## begin Document excerpt

Bank One International chose our product for its ability to link front and
back-end operations and integrate with Bank One International's outsourced
processing system.

 First USA Bank

    First USA Bank, a leading issuer of Visa credit cards, has selected
Chordiant software to provide the technology for its next-generation customer
retention system. Marketing services advisors in key customer centers serving
First USA's card members will use the Chordiant system. CCS is being deployed
at an initial location and is scheduled for roll-out to two additional customer
centers.

 Total System Services, Inc.

    Total System Services, Inc. is one of the leading information technology
processors of data and transactions for issuers of credit cards. Total Systems'
systems offer online accounting, data processing, electronic commerce services,
portfolio management, account acquisition, credit evaluation, risk management
and customer service.

    Until now, integrating customer-facing applications with back-end data,
transaction systems and business processes required extensive custom
development. Total Systems developed TSeclipseSM, a new customer interaction
application that enables financial services companies to deliver personalized
service using unique business processes. TSeclipse, is based on our product, a
suite of applications and business processes, to provide a single view of the
customer at every point of contact.

## end Document excerpt
## begin Record list

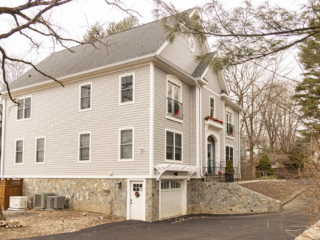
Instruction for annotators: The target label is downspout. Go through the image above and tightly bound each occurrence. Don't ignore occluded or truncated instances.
[195,79,203,178]
[1,99,6,179]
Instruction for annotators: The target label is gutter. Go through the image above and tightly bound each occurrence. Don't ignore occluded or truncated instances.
[0,96,6,179]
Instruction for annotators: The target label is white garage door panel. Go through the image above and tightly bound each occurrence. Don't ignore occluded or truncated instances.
[161,181,182,218]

## end Record list

Problem
Copy word for word the part of the excerpt on Chordiant's financial services customers that opens with the words containing "First USA Bank, a" and closes with "and customer service.".

Answer to the task
First USA Bank, a leading issuer of Visa credit cards, has selected
Chordiant software to provide the technology for its next-generation customer
retention system. Marketing services advisors in key customer centers serving
First USA's card members will use the Chordiant system. CCS is being deployed
at an initial location and is scheduled for roll-out to two additional customer
centers.

 Total System Services, Inc.

    Total System Services, Inc. is one of the leading information technology
processors of data and transactions for issuers of credit cards. Total Systems'
systems offer online accounting, data processing, electronic commerce services,
portfolio management, account acquisition, credit evaluation, risk management
and customer service.